Aim of the task:
Count how many lines in the rows below contain the string "lamp" and reply with that number alone.
***** Entries supplied *****
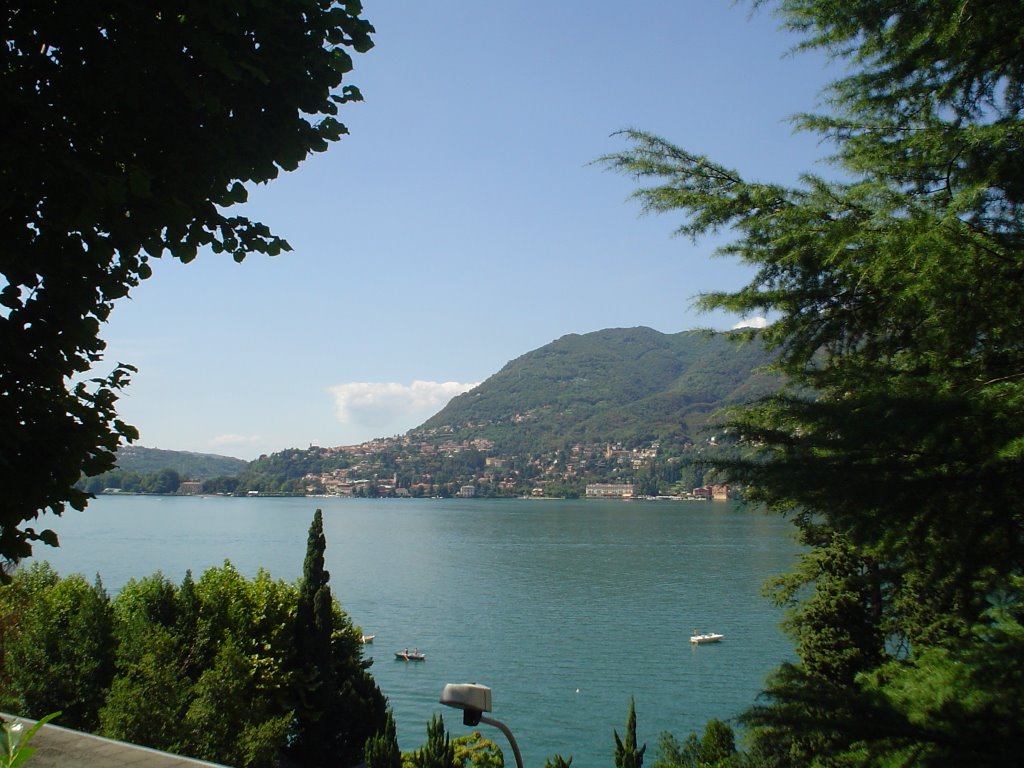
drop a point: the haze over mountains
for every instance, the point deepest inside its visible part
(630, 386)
*****
***** Entries supplied *****
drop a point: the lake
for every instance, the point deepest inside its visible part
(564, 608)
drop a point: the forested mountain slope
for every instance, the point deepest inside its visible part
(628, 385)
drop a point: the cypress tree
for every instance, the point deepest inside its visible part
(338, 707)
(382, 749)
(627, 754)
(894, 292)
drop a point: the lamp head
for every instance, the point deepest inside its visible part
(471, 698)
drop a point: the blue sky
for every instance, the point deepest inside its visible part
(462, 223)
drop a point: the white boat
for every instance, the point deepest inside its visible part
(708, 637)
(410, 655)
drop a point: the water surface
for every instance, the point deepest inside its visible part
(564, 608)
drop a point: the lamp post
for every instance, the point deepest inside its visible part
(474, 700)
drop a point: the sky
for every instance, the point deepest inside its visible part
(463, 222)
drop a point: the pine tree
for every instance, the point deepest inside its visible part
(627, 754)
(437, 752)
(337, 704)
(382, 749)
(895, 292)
*****
***** Entries supplied *****
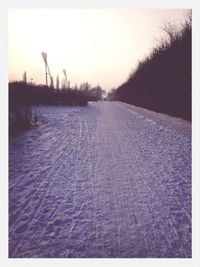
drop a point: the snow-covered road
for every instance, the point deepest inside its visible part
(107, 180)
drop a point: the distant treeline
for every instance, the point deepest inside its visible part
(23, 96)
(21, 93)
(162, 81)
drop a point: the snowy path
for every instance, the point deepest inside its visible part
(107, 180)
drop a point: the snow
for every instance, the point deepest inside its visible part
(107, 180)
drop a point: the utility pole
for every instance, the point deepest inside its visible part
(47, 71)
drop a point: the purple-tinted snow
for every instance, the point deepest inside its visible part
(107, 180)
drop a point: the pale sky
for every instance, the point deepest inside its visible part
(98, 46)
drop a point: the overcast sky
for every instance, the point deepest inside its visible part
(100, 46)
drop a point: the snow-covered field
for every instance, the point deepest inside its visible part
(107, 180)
*****
Written response:
2